Collection entries:
<<<<
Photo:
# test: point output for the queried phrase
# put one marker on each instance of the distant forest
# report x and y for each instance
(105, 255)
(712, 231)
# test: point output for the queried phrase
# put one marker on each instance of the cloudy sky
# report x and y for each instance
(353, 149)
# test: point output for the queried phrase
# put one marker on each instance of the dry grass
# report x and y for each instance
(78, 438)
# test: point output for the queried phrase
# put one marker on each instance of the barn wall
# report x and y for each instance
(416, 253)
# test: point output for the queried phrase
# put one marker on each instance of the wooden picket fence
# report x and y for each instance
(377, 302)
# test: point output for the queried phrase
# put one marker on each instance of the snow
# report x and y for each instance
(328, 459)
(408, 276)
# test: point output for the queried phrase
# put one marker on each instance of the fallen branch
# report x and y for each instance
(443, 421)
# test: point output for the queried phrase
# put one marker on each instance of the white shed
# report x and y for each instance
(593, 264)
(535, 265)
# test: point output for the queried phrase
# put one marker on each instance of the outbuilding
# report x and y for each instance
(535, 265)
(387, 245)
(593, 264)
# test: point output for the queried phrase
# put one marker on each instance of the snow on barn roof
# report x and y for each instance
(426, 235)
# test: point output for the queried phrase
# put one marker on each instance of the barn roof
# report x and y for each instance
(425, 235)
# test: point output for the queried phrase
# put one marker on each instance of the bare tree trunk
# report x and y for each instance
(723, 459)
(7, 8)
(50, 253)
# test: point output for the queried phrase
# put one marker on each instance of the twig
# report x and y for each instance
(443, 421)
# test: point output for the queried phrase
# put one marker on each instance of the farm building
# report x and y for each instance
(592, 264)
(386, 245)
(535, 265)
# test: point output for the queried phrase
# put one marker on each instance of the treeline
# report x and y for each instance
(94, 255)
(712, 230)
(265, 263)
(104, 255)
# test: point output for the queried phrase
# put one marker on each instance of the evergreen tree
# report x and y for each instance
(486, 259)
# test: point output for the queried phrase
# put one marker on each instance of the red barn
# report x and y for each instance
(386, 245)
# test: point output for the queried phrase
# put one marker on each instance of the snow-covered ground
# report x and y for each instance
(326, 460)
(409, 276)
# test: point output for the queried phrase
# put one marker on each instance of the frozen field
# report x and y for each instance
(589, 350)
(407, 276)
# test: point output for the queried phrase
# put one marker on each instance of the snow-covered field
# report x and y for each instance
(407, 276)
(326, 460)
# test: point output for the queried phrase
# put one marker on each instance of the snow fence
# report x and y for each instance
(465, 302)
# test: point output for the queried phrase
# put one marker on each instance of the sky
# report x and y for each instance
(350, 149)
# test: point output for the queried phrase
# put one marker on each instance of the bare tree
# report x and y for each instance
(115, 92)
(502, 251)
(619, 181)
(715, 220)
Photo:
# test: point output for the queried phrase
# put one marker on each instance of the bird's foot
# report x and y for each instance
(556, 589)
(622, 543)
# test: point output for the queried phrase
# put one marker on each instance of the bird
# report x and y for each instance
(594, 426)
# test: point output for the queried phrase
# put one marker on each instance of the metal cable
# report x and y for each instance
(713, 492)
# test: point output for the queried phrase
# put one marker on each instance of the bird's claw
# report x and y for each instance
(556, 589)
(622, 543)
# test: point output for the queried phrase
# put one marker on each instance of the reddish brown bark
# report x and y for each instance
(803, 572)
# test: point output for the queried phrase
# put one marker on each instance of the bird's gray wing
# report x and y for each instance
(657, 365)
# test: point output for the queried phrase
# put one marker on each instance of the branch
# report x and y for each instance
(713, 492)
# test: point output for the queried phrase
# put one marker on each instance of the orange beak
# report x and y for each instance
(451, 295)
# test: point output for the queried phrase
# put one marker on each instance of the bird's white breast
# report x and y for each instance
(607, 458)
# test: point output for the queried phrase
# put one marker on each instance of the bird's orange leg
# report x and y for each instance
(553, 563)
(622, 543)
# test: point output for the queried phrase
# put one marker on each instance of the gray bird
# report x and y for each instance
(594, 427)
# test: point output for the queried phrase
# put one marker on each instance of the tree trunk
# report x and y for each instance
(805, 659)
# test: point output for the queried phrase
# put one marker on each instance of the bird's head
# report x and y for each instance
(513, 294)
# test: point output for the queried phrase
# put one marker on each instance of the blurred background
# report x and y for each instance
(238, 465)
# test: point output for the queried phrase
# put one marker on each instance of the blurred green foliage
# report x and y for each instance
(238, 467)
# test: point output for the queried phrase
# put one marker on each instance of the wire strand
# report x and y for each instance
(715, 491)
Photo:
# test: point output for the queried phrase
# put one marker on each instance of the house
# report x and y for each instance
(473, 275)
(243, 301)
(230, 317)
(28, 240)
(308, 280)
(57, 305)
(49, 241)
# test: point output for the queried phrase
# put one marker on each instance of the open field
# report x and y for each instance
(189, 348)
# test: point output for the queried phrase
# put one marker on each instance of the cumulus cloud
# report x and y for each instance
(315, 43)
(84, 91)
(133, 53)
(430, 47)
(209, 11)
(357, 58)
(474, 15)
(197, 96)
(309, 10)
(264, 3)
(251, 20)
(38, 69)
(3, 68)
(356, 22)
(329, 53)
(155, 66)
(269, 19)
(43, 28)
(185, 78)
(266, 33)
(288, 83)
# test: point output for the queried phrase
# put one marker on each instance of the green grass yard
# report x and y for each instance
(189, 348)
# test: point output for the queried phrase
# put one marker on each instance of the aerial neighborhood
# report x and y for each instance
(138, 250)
>>>>
• **Problem**
Report every line from the items above that contains the word "gray".

• **Right answer**
# put one marker on each instance of the bird's gray wing
# put one marker on each instance of the gray bird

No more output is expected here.